Entries from a collection:
--- --- ---
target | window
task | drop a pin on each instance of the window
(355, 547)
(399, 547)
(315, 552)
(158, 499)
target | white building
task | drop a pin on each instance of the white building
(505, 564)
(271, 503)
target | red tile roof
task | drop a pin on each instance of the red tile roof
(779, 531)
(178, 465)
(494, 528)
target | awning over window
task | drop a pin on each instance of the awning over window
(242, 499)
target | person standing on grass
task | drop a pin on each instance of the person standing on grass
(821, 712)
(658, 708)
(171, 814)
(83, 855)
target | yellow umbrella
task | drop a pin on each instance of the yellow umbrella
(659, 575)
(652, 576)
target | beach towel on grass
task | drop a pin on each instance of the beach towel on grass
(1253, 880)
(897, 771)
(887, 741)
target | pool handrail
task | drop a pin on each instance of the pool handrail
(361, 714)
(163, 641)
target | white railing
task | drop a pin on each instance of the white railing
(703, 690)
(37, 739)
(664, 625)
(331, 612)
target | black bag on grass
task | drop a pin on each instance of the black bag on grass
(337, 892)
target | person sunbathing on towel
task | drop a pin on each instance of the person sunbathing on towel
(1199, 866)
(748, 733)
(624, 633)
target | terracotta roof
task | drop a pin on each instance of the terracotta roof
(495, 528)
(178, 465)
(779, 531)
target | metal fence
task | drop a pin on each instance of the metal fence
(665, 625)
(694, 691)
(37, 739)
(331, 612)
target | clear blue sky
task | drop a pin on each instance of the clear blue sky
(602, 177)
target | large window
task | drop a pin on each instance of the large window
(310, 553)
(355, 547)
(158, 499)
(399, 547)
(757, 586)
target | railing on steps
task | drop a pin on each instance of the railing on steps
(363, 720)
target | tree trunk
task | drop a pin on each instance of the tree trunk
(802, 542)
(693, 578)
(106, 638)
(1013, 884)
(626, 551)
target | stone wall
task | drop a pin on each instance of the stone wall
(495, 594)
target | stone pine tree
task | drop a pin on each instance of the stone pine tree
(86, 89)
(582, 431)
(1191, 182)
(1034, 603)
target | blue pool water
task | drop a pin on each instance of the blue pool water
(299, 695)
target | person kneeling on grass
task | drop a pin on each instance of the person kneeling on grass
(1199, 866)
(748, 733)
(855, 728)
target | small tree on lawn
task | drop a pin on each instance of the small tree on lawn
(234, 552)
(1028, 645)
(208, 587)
--- --- ---
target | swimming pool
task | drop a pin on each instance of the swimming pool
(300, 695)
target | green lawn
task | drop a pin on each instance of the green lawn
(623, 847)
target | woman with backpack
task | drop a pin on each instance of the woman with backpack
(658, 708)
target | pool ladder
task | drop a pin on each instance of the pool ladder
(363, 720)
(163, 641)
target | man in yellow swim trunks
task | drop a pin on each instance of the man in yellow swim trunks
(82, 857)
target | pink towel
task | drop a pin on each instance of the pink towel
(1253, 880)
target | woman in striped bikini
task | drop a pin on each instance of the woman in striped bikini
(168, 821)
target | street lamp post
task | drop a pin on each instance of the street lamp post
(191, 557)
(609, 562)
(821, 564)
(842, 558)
--- --- ---
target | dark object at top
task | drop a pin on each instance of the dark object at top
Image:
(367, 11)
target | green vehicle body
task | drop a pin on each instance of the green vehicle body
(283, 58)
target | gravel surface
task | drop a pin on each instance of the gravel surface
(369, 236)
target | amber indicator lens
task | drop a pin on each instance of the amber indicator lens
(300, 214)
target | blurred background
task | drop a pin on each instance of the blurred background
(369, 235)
--- --- ---
**Written instruction**
Identify every line of the rows above that contains the word "background", and copy each one.

**Completed exercise**
target | blurred background
task | drop a pin on each instance of the blurred background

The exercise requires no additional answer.